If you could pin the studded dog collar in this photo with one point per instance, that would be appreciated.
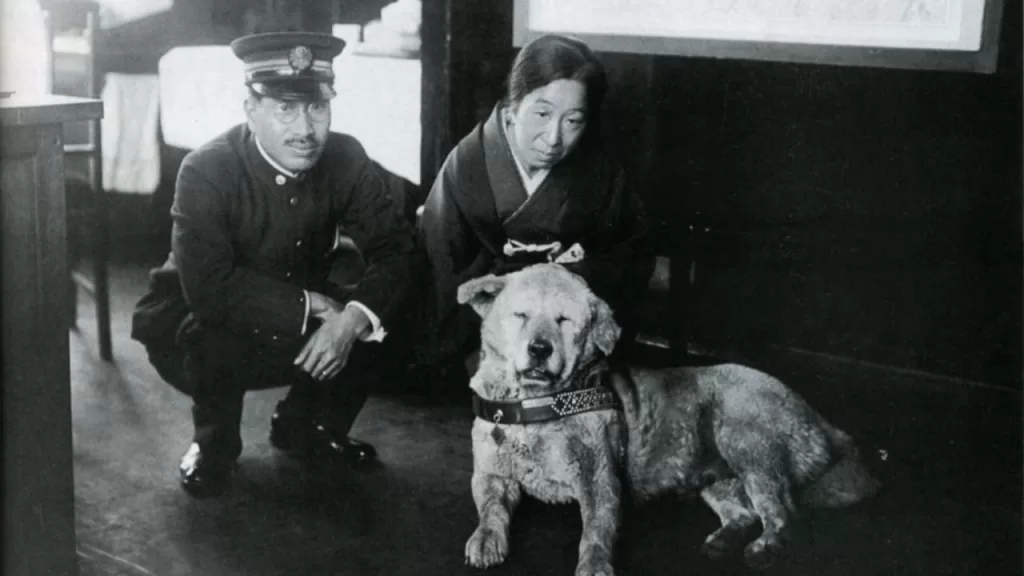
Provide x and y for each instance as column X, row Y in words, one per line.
column 597, row 396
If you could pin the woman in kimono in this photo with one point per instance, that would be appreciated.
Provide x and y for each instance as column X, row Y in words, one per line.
column 529, row 184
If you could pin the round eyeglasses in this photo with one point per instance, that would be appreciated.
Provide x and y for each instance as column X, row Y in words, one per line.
column 288, row 112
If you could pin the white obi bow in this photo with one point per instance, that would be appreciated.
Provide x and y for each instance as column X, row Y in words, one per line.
column 554, row 250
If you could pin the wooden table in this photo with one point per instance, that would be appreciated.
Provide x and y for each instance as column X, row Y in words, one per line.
column 38, row 487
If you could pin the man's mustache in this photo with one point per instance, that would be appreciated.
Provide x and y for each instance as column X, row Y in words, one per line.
column 305, row 141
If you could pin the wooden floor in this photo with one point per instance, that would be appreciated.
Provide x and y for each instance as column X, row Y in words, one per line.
column 949, row 455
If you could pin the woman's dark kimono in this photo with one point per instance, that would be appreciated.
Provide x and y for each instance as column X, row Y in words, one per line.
column 478, row 203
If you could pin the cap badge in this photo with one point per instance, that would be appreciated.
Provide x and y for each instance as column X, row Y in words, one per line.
column 300, row 58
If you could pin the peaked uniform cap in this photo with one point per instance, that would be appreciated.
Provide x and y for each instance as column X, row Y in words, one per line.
column 290, row 65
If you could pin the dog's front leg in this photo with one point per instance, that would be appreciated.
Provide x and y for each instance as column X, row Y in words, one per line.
column 496, row 497
column 599, row 496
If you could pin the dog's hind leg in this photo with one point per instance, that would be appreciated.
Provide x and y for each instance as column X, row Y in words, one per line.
column 497, row 498
column 771, row 498
column 729, row 501
column 761, row 466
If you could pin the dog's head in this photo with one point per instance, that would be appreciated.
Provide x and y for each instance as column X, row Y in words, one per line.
column 540, row 325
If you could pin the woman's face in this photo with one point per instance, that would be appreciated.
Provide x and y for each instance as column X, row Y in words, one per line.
column 547, row 123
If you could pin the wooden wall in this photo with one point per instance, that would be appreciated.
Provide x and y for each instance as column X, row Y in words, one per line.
column 865, row 213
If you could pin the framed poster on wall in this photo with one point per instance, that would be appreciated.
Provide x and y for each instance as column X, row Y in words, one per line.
column 912, row 34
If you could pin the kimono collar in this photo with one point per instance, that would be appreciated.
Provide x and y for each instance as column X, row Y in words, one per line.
column 530, row 183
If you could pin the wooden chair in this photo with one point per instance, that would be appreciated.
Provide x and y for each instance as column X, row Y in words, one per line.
column 60, row 14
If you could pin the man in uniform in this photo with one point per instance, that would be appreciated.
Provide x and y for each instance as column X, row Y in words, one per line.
column 249, row 297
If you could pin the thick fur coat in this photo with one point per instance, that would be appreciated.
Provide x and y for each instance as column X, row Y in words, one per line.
column 751, row 447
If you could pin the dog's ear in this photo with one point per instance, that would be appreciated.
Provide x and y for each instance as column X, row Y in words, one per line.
column 605, row 330
column 480, row 292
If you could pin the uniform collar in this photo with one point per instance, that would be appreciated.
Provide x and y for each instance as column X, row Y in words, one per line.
column 272, row 163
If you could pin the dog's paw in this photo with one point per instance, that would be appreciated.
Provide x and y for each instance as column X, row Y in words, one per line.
column 763, row 552
column 595, row 567
column 720, row 543
column 485, row 548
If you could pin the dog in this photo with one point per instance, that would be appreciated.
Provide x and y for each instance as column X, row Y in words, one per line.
column 554, row 420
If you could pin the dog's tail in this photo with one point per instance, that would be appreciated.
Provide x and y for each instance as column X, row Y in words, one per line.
column 847, row 482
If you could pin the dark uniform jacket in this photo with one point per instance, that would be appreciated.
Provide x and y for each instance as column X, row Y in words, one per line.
column 478, row 203
column 247, row 240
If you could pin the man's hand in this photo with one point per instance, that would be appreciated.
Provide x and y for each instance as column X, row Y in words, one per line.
column 326, row 353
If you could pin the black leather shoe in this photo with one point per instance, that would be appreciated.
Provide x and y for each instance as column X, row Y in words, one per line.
column 202, row 475
column 341, row 449
column 291, row 435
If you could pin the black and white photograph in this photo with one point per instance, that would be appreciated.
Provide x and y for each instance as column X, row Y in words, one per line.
column 512, row 287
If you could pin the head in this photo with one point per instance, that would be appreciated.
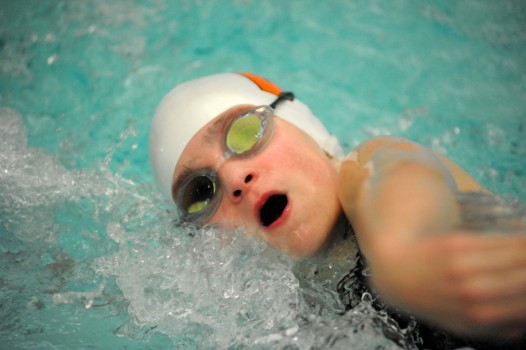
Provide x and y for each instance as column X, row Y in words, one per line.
column 283, row 186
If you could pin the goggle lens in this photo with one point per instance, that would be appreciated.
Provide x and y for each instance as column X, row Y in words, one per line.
column 244, row 134
column 197, row 194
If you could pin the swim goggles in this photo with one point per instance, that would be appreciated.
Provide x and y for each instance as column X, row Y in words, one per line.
column 198, row 194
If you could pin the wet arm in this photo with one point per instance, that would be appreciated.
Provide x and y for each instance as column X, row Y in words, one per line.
column 400, row 198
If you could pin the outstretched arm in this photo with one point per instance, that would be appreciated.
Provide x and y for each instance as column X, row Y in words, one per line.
column 401, row 200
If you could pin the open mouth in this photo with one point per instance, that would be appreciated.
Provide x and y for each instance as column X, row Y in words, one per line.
column 273, row 209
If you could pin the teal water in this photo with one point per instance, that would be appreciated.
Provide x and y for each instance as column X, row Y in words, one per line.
column 90, row 252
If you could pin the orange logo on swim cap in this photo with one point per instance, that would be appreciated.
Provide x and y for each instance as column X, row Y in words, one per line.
column 263, row 83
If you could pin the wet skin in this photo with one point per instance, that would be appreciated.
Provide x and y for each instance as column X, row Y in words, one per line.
column 302, row 173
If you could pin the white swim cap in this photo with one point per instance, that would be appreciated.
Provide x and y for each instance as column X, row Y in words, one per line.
column 191, row 105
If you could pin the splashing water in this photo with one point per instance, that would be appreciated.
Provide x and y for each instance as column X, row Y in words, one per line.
column 89, row 247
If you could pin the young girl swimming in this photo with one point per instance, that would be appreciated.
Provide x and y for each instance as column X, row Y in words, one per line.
column 235, row 150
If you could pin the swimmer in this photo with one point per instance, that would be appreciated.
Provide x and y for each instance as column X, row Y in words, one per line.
column 235, row 150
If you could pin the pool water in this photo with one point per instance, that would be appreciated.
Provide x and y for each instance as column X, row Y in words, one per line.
column 91, row 252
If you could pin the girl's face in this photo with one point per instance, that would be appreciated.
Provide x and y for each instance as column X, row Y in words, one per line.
column 285, row 193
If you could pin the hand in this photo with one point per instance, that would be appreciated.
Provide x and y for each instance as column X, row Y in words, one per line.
column 466, row 283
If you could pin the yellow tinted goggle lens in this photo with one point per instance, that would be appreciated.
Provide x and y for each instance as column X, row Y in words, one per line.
column 244, row 134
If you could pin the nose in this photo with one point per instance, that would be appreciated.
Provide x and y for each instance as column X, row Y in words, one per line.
column 236, row 179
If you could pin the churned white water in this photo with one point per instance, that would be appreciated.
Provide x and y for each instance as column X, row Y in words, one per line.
column 129, row 261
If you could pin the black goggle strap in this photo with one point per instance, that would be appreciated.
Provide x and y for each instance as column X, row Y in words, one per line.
column 289, row 96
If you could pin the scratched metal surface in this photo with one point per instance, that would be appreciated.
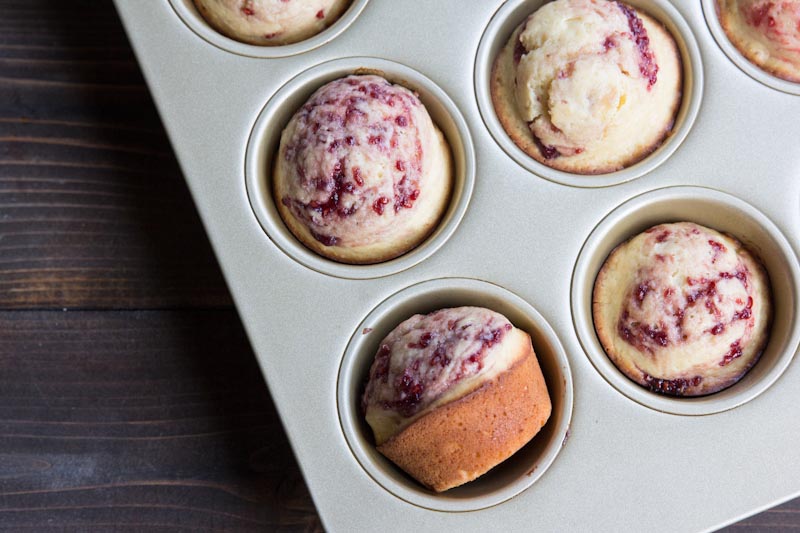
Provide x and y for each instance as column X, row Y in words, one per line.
column 624, row 464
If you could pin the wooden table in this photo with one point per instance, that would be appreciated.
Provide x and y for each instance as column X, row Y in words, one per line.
column 129, row 395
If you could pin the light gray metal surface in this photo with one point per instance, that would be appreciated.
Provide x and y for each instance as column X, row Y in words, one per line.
column 625, row 466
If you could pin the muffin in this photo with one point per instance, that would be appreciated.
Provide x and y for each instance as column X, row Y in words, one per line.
column 362, row 174
column 588, row 86
column 682, row 309
column 270, row 22
column 766, row 32
column 454, row 393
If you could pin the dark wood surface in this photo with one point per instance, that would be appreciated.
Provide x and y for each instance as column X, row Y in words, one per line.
column 129, row 396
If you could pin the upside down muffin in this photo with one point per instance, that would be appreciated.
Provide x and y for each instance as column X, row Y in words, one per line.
column 588, row 86
column 362, row 174
column 270, row 22
column 454, row 393
column 766, row 32
column 682, row 309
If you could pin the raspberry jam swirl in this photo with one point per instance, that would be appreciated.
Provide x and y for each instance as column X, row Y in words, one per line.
column 693, row 289
column 354, row 154
column 428, row 355
column 775, row 27
column 577, row 64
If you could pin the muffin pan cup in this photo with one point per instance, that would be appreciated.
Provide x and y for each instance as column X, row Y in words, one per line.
column 513, row 13
column 522, row 244
column 711, row 13
column 510, row 477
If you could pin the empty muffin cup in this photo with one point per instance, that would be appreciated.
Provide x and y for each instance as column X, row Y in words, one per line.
column 726, row 214
column 264, row 144
column 510, row 477
column 495, row 38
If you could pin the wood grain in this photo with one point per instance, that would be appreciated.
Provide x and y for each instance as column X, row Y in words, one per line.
column 93, row 211
column 140, row 418
column 129, row 396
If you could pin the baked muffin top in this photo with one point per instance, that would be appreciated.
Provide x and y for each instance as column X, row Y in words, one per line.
column 588, row 86
column 270, row 22
column 362, row 174
column 682, row 309
column 766, row 32
column 430, row 360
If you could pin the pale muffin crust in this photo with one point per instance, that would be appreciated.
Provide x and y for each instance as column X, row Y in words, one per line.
column 682, row 309
column 454, row 393
column 766, row 32
column 270, row 22
column 588, row 86
column 362, row 174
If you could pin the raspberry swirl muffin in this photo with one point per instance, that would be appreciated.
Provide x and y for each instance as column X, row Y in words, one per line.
column 270, row 22
column 766, row 32
column 362, row 174
column 588, row 86
column 682, row 309
column 454, row 393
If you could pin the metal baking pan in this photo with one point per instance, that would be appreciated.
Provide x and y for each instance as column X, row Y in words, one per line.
column 518, row 237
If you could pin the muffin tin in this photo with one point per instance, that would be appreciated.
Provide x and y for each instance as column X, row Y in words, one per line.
column 517, row 238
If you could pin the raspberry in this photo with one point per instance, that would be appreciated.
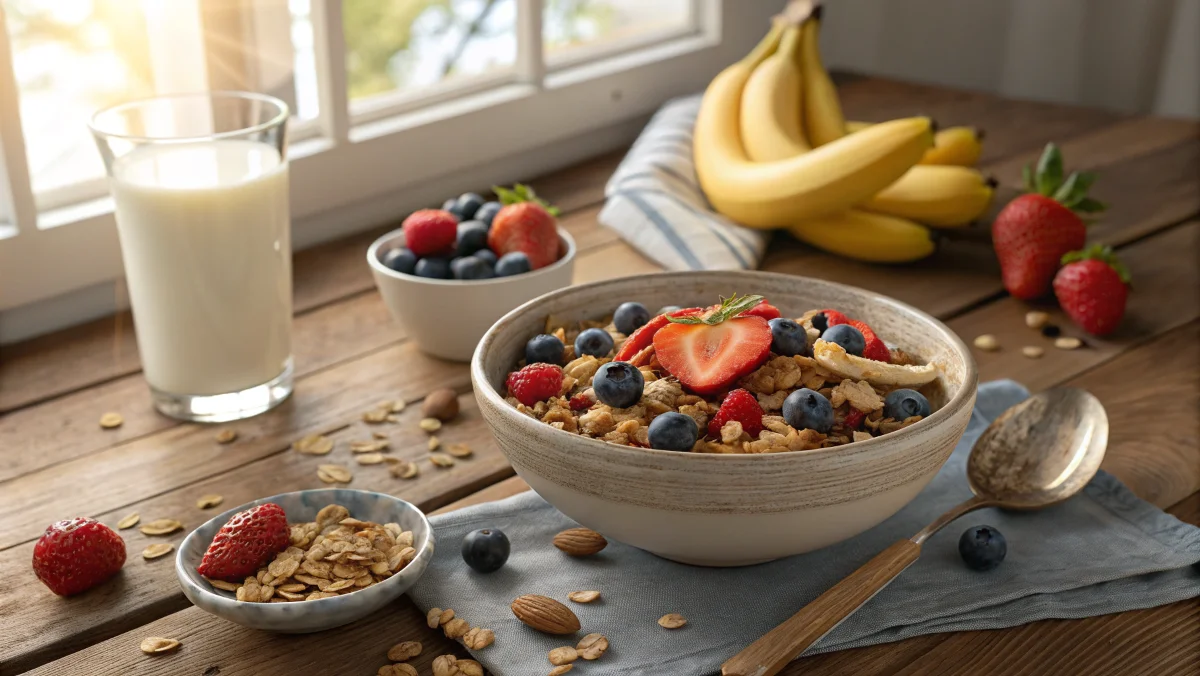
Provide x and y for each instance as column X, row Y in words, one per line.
column 430, row 232
column 535, row 382
column 739, row 405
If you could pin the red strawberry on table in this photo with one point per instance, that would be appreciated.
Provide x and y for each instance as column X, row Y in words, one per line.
column 1033, row 232
column 245, row 543
column 526, row 223
column 76, row 555
column 709, row 352
column 1092, row 287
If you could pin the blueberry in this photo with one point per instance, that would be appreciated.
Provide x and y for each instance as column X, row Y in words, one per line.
column 905, row 404
column 400, row 259
column 468, row 203
column 808, row 408
column 982, row 548
column 489, row 211
column 514, row 263
column 472, row 237
column 544, row 348
column 673, row 431
column 630, row 316
column 619, row 384
column 595, row 342
column 787, row 339
column 847, row 336
column 471, row 268
column 433, row 268
column 485, row 550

REQUIRED ACTION => Every line of the material that includes the word "uniform" needs to be copied.

WRITTEN REPLY =>
If you could pin the peaked uniform cap in this photo with one point per instance, that would be appreciated.
If you could pin the man in uniform in this photo with one point per instance, that would be appreciated.
If you could pin the uniform collar in this photo with one point per instance, that would be appreciated.
If you could pin the dark uniform jacket in this photo with one point per instance, that would be appreciated.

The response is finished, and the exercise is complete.